- [Problem to work on] In the data below, find every line with the word "present" and copy it.

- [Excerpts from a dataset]

----------

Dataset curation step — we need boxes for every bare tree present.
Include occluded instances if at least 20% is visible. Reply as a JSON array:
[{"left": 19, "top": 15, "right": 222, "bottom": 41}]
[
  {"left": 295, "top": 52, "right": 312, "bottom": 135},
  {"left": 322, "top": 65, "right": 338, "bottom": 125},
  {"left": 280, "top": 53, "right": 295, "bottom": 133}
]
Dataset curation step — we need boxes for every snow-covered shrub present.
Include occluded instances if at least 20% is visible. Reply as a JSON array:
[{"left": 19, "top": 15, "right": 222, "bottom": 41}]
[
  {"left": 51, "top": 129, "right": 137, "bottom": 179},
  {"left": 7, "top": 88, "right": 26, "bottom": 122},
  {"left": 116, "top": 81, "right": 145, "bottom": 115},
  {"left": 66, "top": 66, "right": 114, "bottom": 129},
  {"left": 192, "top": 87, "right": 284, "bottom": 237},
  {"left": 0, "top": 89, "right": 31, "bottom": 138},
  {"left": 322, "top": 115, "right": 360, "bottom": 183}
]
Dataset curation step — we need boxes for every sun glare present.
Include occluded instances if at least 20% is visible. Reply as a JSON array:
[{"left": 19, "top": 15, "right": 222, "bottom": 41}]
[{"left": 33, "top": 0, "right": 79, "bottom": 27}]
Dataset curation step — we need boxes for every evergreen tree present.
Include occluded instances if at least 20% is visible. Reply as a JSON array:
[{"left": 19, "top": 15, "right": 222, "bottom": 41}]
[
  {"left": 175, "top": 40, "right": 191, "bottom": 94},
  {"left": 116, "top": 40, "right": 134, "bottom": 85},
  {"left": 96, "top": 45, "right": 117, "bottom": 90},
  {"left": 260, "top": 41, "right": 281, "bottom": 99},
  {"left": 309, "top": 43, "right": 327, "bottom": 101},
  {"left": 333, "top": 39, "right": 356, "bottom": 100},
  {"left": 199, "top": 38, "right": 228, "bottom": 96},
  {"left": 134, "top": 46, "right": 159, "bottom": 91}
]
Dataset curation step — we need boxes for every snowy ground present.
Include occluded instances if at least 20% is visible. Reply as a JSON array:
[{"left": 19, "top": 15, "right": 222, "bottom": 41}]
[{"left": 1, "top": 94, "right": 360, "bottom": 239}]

----------

- [Answer below]
Dataset curation step — we need boxes for every bare tree present.
Dataset curation step — we need boxes for every snow-covered shrub present.
Dataset curation step — we need boxes for every sun glare present.
Dataset curation step — we need boxes for every evergreen tree present.
Dataset curation step — we need boxes for every snowy ground present.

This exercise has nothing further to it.